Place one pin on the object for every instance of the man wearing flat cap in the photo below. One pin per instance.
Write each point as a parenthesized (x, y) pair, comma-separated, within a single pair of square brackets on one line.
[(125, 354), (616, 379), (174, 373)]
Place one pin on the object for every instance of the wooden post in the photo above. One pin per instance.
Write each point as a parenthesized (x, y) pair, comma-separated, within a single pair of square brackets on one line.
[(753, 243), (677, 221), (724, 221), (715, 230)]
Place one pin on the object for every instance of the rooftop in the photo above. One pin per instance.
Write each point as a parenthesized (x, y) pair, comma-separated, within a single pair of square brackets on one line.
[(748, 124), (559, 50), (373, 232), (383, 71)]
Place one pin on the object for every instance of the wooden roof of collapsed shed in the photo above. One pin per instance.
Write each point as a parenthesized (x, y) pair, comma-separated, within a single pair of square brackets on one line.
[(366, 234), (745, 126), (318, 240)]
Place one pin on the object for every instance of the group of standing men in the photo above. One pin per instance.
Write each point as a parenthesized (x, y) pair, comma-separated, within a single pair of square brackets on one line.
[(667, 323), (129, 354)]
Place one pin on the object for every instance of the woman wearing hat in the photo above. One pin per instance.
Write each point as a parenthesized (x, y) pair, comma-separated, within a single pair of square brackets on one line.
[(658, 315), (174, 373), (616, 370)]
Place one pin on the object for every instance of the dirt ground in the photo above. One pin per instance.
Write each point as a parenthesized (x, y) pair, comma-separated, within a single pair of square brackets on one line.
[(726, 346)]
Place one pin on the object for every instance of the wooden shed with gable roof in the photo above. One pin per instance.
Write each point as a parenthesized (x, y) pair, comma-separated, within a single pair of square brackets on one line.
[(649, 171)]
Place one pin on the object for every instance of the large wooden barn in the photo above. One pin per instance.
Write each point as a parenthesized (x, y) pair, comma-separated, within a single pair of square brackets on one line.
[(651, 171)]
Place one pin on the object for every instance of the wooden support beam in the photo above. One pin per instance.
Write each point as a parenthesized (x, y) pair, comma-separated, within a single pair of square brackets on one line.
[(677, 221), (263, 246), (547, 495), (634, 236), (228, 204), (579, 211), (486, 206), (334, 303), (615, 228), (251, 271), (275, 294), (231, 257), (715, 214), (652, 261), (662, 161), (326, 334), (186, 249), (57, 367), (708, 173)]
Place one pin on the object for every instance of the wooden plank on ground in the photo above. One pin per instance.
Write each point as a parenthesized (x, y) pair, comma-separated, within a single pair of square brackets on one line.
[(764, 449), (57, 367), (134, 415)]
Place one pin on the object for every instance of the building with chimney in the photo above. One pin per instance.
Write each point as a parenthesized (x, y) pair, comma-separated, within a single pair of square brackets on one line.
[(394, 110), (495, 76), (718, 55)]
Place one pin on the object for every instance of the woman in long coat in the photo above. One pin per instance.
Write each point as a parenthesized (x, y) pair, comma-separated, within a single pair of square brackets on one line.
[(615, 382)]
* * *
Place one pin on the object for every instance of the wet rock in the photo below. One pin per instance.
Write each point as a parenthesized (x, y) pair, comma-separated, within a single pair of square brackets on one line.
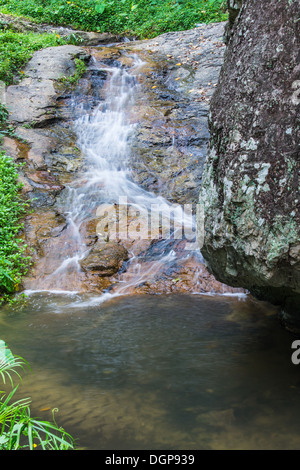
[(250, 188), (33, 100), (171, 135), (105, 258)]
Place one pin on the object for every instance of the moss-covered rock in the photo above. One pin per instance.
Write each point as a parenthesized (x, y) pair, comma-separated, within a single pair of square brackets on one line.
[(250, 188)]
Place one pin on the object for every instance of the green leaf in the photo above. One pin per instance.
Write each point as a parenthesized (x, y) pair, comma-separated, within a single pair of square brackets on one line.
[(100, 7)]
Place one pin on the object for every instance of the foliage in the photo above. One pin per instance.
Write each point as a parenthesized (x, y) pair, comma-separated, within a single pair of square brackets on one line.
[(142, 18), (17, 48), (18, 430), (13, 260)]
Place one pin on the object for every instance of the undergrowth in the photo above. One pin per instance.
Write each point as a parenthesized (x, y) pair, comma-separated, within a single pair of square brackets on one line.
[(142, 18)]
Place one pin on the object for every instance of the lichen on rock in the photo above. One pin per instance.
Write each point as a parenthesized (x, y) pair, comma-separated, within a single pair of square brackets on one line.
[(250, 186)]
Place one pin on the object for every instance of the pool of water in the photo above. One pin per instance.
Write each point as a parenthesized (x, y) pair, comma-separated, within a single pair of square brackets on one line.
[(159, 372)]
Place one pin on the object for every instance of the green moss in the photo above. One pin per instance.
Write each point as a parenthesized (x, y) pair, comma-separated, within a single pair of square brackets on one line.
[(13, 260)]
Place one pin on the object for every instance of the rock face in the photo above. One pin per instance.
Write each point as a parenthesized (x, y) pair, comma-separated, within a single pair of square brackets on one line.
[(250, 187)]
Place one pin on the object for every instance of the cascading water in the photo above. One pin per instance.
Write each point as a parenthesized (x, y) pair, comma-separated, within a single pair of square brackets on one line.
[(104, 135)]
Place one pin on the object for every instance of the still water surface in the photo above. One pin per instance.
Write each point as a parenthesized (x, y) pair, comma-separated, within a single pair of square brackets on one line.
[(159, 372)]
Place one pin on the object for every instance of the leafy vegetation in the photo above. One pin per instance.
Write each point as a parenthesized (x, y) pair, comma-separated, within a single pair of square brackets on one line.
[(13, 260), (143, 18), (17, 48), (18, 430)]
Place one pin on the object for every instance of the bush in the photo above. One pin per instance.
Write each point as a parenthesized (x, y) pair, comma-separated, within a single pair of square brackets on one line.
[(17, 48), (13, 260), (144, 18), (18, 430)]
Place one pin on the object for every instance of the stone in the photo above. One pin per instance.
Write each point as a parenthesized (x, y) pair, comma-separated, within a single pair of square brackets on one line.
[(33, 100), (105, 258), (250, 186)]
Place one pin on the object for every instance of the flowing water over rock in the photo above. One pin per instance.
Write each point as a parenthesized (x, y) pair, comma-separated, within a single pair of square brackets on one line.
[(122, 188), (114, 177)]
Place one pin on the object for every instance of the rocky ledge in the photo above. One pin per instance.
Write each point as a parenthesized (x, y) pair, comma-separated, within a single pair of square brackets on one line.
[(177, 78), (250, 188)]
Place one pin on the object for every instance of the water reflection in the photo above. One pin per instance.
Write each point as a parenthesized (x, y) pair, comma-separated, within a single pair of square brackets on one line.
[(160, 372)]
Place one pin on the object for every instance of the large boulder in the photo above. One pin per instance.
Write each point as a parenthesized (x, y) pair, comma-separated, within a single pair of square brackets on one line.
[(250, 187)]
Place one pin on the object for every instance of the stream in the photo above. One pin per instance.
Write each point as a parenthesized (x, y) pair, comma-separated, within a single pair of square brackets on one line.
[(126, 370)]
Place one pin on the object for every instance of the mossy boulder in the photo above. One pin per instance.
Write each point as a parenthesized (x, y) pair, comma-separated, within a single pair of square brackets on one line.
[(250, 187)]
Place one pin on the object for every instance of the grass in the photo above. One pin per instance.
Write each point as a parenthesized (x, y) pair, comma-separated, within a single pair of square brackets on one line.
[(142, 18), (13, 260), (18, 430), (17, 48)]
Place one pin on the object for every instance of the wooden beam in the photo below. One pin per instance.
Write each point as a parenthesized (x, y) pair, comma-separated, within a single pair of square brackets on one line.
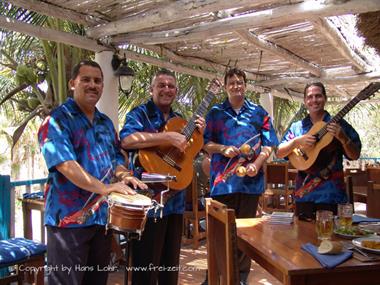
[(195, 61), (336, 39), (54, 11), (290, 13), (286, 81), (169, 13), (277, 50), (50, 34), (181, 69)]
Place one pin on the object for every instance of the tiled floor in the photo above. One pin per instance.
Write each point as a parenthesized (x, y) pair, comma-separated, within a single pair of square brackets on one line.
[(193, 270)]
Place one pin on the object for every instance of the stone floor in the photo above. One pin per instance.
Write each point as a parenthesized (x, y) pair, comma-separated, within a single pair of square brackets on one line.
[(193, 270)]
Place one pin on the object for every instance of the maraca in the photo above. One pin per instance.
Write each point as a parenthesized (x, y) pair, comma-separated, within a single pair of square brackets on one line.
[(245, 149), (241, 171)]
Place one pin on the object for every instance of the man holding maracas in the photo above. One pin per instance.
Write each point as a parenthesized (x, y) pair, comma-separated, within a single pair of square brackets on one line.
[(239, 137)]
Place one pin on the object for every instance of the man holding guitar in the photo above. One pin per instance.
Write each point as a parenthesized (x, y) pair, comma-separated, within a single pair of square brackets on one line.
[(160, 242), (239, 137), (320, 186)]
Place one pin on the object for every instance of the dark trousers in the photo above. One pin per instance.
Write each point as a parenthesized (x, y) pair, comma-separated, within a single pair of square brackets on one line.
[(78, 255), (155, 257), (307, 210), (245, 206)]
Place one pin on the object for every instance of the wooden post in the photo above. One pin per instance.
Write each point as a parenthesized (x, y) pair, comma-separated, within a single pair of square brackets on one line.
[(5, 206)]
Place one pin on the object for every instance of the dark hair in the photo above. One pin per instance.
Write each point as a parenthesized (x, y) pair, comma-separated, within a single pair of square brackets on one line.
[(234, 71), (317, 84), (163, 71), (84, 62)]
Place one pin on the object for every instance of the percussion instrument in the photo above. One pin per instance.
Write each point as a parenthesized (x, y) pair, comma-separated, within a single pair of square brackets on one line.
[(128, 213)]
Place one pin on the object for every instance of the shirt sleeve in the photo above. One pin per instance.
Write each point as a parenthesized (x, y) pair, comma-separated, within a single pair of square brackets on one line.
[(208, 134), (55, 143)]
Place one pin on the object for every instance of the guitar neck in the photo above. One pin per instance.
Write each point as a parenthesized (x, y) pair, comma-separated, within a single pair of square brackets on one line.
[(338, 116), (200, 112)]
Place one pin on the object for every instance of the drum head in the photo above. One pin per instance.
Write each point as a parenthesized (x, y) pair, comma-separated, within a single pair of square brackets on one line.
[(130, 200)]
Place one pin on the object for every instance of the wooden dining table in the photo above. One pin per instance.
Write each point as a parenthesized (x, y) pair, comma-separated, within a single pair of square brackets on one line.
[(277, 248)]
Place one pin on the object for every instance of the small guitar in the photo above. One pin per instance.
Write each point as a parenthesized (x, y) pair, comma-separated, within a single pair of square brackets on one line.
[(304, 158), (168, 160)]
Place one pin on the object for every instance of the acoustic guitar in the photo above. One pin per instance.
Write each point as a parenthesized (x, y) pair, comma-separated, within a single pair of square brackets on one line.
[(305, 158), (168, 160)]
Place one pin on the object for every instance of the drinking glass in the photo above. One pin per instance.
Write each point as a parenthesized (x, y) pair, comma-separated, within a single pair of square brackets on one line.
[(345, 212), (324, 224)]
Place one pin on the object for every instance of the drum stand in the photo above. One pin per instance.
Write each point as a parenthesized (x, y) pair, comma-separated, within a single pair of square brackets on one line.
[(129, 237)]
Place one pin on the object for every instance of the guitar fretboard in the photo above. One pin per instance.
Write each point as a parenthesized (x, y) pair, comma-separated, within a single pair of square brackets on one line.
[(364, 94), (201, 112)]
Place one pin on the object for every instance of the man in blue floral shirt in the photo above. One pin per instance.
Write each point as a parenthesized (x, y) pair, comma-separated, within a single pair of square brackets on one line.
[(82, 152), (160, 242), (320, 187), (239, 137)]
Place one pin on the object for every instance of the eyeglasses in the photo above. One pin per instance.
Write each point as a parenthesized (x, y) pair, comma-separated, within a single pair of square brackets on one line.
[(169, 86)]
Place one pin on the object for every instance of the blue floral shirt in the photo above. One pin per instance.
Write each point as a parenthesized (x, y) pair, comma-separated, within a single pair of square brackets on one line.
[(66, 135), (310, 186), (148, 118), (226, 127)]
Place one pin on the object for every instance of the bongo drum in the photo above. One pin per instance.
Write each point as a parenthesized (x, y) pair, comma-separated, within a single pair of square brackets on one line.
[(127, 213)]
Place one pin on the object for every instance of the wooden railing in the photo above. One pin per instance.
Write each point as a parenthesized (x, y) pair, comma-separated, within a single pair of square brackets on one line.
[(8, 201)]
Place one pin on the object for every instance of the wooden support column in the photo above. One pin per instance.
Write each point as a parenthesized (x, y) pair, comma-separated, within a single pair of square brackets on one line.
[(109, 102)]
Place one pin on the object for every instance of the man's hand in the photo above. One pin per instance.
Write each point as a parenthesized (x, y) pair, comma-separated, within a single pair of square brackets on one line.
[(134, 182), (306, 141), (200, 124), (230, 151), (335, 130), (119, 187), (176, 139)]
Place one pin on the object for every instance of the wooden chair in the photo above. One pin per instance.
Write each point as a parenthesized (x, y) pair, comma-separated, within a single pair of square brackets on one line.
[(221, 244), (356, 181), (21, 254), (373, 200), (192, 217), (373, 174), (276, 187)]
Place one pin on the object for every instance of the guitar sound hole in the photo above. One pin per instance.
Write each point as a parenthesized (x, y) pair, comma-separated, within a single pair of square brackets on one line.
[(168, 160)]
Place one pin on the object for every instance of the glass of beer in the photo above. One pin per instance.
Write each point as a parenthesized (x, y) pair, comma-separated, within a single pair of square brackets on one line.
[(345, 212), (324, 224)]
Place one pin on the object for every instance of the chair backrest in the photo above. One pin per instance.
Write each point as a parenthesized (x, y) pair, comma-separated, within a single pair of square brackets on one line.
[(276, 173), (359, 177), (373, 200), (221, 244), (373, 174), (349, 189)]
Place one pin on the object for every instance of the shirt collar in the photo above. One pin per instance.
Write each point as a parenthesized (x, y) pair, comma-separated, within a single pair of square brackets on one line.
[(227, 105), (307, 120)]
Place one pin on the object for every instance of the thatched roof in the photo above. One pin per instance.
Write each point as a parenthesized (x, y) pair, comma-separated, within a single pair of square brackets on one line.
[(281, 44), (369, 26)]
* * *
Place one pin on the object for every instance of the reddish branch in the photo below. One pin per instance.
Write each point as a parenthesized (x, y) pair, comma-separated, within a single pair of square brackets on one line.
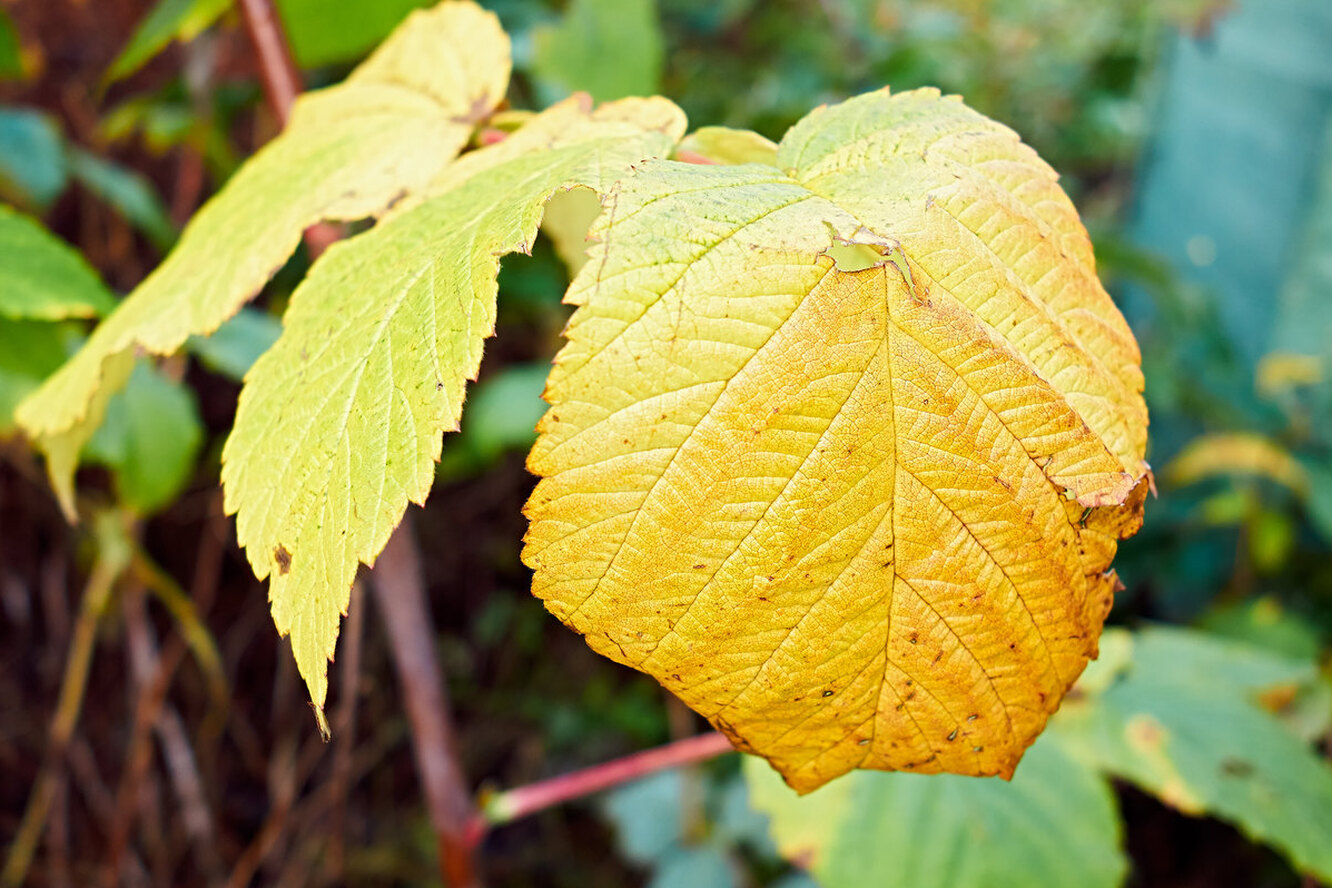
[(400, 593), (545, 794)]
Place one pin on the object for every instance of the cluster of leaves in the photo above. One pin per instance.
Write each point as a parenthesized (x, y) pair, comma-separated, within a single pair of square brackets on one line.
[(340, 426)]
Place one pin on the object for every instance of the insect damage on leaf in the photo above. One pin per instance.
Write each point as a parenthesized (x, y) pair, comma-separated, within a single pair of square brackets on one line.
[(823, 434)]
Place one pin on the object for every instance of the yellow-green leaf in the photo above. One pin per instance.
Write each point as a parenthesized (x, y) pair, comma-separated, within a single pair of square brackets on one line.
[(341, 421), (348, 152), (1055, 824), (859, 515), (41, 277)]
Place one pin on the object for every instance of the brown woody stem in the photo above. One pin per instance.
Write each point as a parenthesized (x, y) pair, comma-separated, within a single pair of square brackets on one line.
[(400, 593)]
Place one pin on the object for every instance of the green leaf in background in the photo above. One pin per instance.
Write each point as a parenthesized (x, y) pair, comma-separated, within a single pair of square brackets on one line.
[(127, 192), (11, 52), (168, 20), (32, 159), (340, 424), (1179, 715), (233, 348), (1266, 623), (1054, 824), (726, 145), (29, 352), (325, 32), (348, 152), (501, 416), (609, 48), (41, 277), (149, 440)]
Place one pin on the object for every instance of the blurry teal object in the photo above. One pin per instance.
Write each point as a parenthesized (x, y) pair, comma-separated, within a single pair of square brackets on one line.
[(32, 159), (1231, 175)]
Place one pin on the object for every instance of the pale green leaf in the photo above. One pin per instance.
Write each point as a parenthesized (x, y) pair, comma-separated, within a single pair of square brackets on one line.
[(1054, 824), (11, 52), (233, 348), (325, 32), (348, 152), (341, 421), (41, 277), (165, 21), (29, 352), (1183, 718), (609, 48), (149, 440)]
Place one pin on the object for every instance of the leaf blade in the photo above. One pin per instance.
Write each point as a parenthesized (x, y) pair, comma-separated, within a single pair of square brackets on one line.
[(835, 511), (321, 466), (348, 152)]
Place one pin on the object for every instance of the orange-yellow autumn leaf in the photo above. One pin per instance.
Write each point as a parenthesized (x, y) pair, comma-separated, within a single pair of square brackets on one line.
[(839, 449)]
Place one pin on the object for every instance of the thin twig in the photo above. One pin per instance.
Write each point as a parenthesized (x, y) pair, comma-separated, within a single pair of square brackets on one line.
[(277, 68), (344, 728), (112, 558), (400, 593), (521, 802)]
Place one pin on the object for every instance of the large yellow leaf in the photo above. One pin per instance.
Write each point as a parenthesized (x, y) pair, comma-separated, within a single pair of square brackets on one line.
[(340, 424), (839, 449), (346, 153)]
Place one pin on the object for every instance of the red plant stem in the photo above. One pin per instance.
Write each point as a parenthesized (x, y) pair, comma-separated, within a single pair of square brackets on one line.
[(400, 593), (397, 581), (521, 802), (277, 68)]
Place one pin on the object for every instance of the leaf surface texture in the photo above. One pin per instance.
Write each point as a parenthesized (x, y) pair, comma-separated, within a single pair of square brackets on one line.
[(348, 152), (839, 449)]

→ **WHAT THE EXERCISE ASKS**: List every line above that contains the word "shed".

→ **RESPONSE TO THE EXERCISE**:
Place one pin on the object for every instance of the wooden roof of collapsed shed in the photo above. One pin per instance.
Place one pin on the object for every instance of the wooden shed with gable roof in the photo above. One pin per instance.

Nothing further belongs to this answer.